→ DESCRIPTION OF THE TASK: Can you give these items again with "thickest part" swapped for "widest part" throughout, keeping everything else unchanged?

§

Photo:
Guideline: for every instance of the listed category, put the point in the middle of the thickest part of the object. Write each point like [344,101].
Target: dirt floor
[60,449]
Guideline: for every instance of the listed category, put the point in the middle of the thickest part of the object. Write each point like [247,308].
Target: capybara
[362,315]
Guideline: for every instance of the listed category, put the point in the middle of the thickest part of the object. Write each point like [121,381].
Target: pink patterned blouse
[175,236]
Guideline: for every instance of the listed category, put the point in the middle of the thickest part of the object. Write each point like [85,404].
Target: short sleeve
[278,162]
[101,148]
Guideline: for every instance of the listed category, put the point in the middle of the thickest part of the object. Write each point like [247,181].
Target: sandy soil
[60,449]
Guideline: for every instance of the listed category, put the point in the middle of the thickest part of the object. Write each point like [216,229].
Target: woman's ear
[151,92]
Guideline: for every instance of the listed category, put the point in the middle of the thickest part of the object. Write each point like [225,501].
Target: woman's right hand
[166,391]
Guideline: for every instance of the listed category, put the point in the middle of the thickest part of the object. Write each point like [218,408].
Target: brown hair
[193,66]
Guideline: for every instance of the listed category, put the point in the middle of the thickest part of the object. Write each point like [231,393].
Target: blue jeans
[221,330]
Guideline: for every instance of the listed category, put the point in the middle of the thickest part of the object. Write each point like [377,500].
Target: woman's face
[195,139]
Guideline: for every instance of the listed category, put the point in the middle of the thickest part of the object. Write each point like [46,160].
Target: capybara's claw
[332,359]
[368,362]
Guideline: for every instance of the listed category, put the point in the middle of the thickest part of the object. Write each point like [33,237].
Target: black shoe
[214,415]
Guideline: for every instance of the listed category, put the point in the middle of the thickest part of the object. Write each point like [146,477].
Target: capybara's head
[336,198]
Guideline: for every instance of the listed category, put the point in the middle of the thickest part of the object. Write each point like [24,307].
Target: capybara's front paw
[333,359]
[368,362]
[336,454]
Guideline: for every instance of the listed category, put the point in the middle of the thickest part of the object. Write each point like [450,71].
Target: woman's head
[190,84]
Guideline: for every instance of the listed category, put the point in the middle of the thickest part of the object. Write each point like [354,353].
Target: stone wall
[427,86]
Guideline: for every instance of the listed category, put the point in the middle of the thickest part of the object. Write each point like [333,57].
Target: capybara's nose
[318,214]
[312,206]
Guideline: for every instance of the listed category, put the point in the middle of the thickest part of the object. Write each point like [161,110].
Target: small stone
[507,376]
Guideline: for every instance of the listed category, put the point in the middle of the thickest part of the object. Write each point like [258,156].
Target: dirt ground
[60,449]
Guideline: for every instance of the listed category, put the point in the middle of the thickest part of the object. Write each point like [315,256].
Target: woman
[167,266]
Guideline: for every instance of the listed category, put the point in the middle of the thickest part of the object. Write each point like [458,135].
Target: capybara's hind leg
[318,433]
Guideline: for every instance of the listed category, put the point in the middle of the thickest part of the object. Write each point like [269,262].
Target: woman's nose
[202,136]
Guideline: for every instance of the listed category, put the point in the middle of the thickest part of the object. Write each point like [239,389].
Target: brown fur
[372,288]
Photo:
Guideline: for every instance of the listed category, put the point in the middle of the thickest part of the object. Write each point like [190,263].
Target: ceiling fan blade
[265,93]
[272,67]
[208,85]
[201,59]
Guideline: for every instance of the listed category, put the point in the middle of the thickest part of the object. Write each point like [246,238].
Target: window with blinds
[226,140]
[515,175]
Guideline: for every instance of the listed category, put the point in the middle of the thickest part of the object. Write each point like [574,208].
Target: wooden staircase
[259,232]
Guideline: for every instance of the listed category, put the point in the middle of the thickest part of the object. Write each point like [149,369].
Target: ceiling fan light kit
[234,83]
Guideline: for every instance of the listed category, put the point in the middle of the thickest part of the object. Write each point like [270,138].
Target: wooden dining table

§

→ RESULT:
Photo:
Guideline: for every instance of the listed category, put the point in the middle of the widest part of the object. Write each point like [344,101].
Target: dirt floor
[60,449]
Guideline: for every instance of the listed category, put the point in the middle of the widest part of the object. Write each point like [247,308].
Target: capybara
[362,315]
Guideline: for every instance of the listed category, put the point in the middle of the widest part of the object. Write each point like [121,381].
Target: pink patterned blouse
[175,236]
Guideline: for every instance of the listed category, put the point in the middle of the widest part of the object. Write each point like [85,404].
Target: short sleeve
[278,162]
[101,148]
Guideline: for every instance of the listed category, put the point in the middle of the widest part of the object. Write each point like [247,181].
Target: sandy soil
[60,449]
Guideline: for every instance of the listed category, put the point in the middle of the widest part of the object. Write each point like [216,229].
Target: woman's ear
[151,92]
Guideline: for every instance of the listed category, put the point in the middle of the widest part of the object. Write each point like [225,501].
Target: woman's right hand
[166,391]
Guideline: for every instance of the listed category, put the point in the middle of the widest part of the object. Write each point like [218,408].
Target: brown hair
[193,66]
Guideline: for every instance of the listed category, put the point in the middle of the widest part of the object. Write each point like [231,393].
Target: blue jeans
[221,330]
Guideline: for every instance of the listed category, put the point in the middle of the widest part of the object. Write each point like [377,500].
Target: woman's face
[195,139]
Guideline: for every instance of the listed category, put the point in the middle of the widest part of the object. Write each point like [46,160].
Target: capybara's claw
[332,359]
[368,362]
Guideline: for every instance of the listed category, put the point in the middle of the widest part of the object. Write each point like [33,237].
Target: black shoe
[214,415]
Guideline: for every instance of the listed category, put the point in the middle of the widest part of the object. Write each point like [146,477].
Target: capybara's head
[336,198]
Guideline: for every instance of the listed category, put the point in the middle of the widest part of the object. Write each point like [24,307].
Target: capybara's front paw
[333,359]
[368,362]
[336,454]
Guideline: for every instance of the listed category, put the point in the middle of the widest part of the object. Write each point like [450,71].
Target: woman's head
[190,84]
Guideline: for every instance of the listed category, put the point in the middle of the widest part of the object. Write each point like [354,353].
Target: stone wall
[427,86]
Guideline: for every instance of the listed category, put the point in the middle of the widest part of the object. Write each point like [333,57].
Target: capybara's nose
[318,214]
[312,206]
Guideline: for every instance of the listed category, put the point in the middle of the widest part of the object. Write each point like [161,110].
Target: small stone
[507,376]
Guideline: for every instance of the listed category, put the point in the middle of the widest part of the object. Write each point like [258,156].
Target: dirt ground
[60,449]
Guideline: for every instance of the listed category, put the point in the middle of the widest part of the object. Write each point like [315,256].
Target: woman
[167,266]
Guideline: for every instance of the listed category, put the point in the middle of the widest part of the object. Write each point like [458,135].
Target: capybara's hind leg
[318,433]
Guideline: for every instance of the listed category, put the point in the middle of the widest part of the object. Write each point like [269,262].
Target: woman's nose
[202,136]
Guideline: for every instance of the listed category, put the point in the middle of the widest part of the object. Write each point like [239,389].
Target: brown fur
[372,288]
Photo:
Guideline: for every instance of the listed category, put the point in the middle of the widest part of the object. Write each point like [190,263].
Target: ceiling fan blade
[265,93]
[272,67]
[208,85]
[201,59]
Guideline: for every instance of the listed category, put the point in the middle of the widest part of the object. Write each point like [246,238].
Target: window with blinds
[226,140]
[515,175]
Guideline: for every instance of the listed category, put the point in the middle of the widest part of the object. Write each point like [574,208].
Target: wooden staircase
[259,232]
Guideline: for every instance of the listed category, put the point in the middle of the widest part of the object. Write each point like [149,369].
Target: ceiling fan light kit
[234,83]
Guideline: for every instance of the listed category, put the point in the middle of the widest part of the object. Write each point like [270,138].
Target: wooden dining table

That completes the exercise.